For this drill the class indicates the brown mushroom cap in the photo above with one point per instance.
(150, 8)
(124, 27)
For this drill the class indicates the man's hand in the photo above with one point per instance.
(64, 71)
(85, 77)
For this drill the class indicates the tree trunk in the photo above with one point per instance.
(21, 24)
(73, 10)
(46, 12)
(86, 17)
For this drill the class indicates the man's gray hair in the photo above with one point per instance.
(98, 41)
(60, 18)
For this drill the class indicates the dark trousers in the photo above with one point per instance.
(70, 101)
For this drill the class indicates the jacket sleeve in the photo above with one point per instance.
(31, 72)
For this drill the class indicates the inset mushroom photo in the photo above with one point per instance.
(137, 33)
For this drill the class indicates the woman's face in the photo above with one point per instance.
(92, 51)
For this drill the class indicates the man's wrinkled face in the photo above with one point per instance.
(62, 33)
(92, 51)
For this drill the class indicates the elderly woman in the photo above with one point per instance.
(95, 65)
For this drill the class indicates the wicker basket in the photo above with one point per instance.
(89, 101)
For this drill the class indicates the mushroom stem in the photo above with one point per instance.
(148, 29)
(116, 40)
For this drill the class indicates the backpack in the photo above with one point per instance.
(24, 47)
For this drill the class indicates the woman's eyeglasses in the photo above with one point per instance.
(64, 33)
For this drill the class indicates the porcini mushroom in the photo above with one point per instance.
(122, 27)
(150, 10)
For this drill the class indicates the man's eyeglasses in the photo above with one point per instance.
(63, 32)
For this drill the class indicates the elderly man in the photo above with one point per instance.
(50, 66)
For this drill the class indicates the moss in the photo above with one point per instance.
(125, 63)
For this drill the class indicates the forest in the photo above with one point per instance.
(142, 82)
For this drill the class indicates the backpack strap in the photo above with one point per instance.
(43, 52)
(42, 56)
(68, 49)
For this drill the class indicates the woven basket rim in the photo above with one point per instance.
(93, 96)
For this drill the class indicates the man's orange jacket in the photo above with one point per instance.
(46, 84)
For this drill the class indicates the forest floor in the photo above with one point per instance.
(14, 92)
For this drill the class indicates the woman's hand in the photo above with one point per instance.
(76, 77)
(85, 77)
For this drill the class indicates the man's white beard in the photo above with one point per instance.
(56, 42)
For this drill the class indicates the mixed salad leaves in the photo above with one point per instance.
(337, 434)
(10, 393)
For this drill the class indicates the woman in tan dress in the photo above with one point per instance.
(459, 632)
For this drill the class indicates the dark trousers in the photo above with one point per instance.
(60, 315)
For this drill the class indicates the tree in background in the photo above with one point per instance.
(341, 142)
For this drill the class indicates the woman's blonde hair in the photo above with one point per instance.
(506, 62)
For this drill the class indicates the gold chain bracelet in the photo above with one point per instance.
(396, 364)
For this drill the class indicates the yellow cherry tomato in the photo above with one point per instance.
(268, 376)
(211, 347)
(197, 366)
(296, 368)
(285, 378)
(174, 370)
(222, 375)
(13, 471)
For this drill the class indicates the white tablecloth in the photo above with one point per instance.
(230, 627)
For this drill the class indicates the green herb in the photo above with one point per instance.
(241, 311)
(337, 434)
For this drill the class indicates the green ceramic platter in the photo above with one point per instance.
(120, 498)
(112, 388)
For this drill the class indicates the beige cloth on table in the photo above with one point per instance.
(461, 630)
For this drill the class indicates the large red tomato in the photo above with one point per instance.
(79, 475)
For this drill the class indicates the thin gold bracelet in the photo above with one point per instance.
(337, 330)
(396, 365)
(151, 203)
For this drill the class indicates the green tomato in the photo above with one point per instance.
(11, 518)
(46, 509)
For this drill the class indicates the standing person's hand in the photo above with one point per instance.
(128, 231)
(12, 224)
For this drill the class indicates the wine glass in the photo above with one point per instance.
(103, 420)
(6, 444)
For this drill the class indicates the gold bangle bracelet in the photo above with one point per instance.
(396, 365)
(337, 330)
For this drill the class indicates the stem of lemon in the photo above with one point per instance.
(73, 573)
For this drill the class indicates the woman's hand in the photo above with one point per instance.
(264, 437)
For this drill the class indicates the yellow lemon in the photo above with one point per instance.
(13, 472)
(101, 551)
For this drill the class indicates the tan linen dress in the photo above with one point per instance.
• • • • •
Retype exactly, please, each line from the line that contains "For this drill the class indicates the white" through the last line of the entries above, with nothing added.

EXERCISE OUTPUT ::
For this drill the class indicates the white tablecloth in the photo above with one point per instance.
(230, 627)
For this drill the class indicates the green herb in the photo above with one point per instance.
(241, 311)
(337, 434)
For this drill the class indicates the green ceramic platter in the photo above with one point per instance.
(120, 498)
(112, 388)
For this drill the class indicates the beige cloth on table in the photo above with one point per instance.
(461, 630)
For this drill the class indicates the large red tomato in the photo above with one point per instance.
(79, 475)
For this drill the class indicates the thin gold bracelet in the photo above with one point per instance.
(337, 330)
(396, 365)
(151, 203)
For this drill the class indicates the green tomato in the photo above with one point per instance.
(11, 518)
(46, 509)
For this drill the class indicates the standing person's hand in the photo above with one point per instance.
(128, 231)
(12, 224)
For this drill the class indicates the wine glass in the photo above with one point per instance.
(103, 420)
(6, 444)
For this drill the class indicates the gold bangle bracelet in the photo above with one point per instance.
(396, 365)
(337, 330)
For this drill the class indicates the stem of lemon in the photo above with one point per instance.
(73, 573)
For this drill the class indicates the woman's hand in the photo above with one point per instance.
(264, 437)
For this drill the class indicates the yellow lemon in the photo above with one point per instance.
(13, 472)
(101, 551)
For this drill the class indicates the tan linen dress in the photo above with one point per instance.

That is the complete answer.